(Records from a data source)
* * * *
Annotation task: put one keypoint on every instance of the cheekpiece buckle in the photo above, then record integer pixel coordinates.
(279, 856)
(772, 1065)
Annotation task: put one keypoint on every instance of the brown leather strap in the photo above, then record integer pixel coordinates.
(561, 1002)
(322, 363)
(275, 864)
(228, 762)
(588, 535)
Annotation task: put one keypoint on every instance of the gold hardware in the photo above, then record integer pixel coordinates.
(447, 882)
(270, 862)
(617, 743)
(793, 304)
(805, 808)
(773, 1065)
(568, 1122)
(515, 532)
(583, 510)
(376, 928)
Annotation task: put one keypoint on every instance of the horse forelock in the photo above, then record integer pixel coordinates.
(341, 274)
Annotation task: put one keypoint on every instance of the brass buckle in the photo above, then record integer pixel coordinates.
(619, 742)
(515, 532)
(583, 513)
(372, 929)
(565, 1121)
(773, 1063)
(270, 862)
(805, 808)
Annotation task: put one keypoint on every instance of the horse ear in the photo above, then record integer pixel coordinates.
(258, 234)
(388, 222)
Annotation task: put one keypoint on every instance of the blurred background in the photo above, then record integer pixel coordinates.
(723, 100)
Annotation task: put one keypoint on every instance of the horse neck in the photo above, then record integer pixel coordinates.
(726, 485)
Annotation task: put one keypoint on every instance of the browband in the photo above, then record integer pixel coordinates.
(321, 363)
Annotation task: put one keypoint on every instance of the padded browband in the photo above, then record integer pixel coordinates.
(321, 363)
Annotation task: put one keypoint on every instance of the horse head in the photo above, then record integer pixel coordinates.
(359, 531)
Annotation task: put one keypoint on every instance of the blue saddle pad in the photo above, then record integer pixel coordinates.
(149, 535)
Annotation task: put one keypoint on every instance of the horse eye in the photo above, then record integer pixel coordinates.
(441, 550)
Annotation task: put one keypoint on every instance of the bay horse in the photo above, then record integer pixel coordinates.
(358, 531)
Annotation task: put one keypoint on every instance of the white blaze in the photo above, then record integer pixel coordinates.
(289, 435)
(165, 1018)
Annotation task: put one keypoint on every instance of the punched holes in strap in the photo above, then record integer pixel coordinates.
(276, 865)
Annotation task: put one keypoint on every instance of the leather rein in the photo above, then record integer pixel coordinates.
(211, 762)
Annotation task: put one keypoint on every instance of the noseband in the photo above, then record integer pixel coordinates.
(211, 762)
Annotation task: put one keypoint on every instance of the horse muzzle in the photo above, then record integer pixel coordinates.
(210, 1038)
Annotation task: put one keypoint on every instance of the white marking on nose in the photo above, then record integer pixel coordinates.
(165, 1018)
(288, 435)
* * * *
> Task directions
Type out the whole listing above again, exactly as it stands.

> Exercise result
Annotation task: put one keypoint on every instance of the cheekpiece buckle in the photo above, then record integer pixel coordinates.
(279, 856)
(772, 1065)
Annotation task: put one keypoint on every instance of the brown leather strap in the photo above, then record integer pixel coordinates.
(561, 1002)
(322, 363)
(275, 864)
(228, 762)
(588, 535)
Annotation task: put one keypoint on every instance of the gold hardware in the photo above, then record integer pixel coordinates.
(447, 882)
(270, 862)
(617, 743)
(793, 304)
(805, 808)
(773, 1065)
(568, 1122)
(515, 532)
(583, 510)
(376, 928)
Annotation task: put one keypoint on every instance of the horse forelock in the photo above, then record integer pixel coordinates.
(341, 274)
Annotation task: put one keypoint on every instance of the brass buckle in the photo above, then record integer pixel coordinates.
(619, 742)
(515, 532)
(583, 513)
(372, 929)
(565, 1121)
(773, 1063)
(270, 862)
(805, 808)
Annotation task: put one keypoint on every instance of the horse ear in the photo above, then record integer pixel coordinates.
(258, 234)
(388, 222)
Annotation task: put one keypoint on every instance of the blurred background in the photo above, then record integer pixel coordinates.
(723, 100)
Annotation task: put one keypoint on every instance of the horse neck in the photo above, then record integer pixel coordinates.
(726, 485)
Annotation task: put one keypoint on every instance of the browband in the photo above, then record integer pixel coordinates.
(321, 363)
Annotation task: put one keypoint on every instance of the padded browband in the photo above, then record integer pixel coordinates.
(321, 363)
Annotation task: put one keypoint on every instance of the horse head in the photo above, then record integer pixel coordinates.
(359, 531)
Annotation task: put one keypoint on every instance of the blue saddle pad in the photo above, then record integer pixel coordinates.
(149, 535)
Annotation task: put one keypoint on every instance of the horse eye in the photo above, then record integer pixel coordinates.
(441, 550)
Annotation task: put one keypoint on every instance of the bay horse in the photo above, then record integer pixel coordinates.
(358, 531)
Annotation task: put one keypoint on every instance of the white blaze in the photo above, then record integer pixel coordinates.
(289, 435)
(165, 1018)
Annotation task: put one keypoint on every instance of the punched holes in strap in the photo above, then record integer pixel coordinates.
(276, 865)
Annotation task: put one keypoint on every instance of the leather rein in the photo above, then record integer pixel coordinates.
(211, 762)
Annotation task: put one keypoint on every instance of the noseband in the photo above, then record integer pixel coordinates.
(211, 762)
Annotation task: put one keypoint on every instance of the horse muzzle in the photo above, then record integer pixel coordinates.
(210, 1038)
Annotation task: put one keypoint on every instance of the white marking on nose in the photo above, then record integer pixel coordinates.
(165, 1018)
(288, 435)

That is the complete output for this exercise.